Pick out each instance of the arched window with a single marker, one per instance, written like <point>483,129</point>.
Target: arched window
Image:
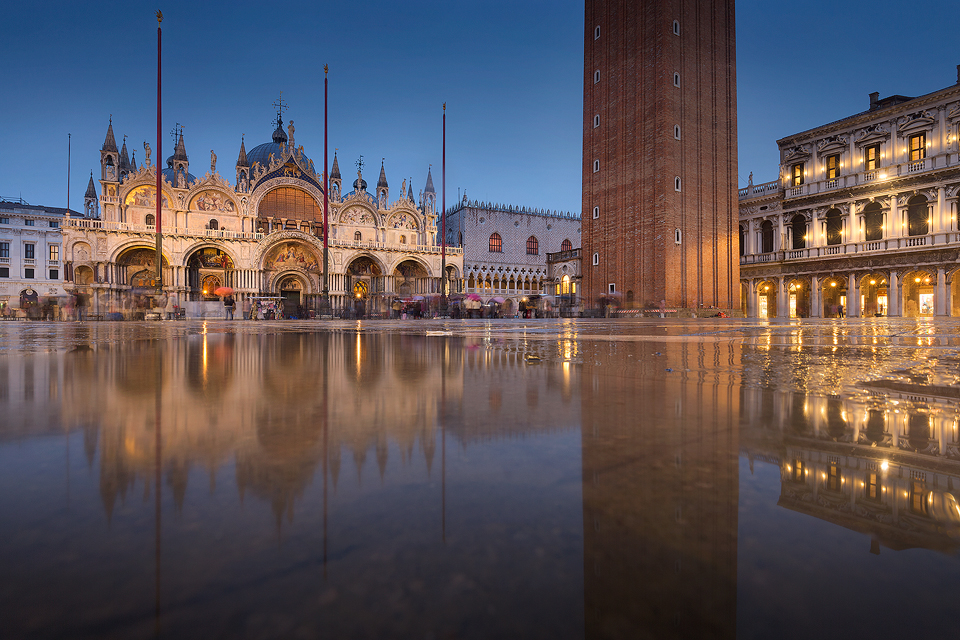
<point>799,228</point>
<point>766,237</point>
<point>918,220</point>
<point>873,221</point>
<point>834,227</point>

Direction: Copy out all the entries above, requests included, but leave out the pictures. In the answers, multiply every point coordinate by 0.5 and round to whole numbers, with halves rounding up; leave the numbers in the requests unchanged.

Output:
Pick out each instance of the arched window with a single marker, one per instance, written like <point>483,129</point>.
Target: arched window
Image:
<point>400,114</point>
<point>383,119</point>
<point>459,110</point>
<point>437,111</point>
<point>417,114</point>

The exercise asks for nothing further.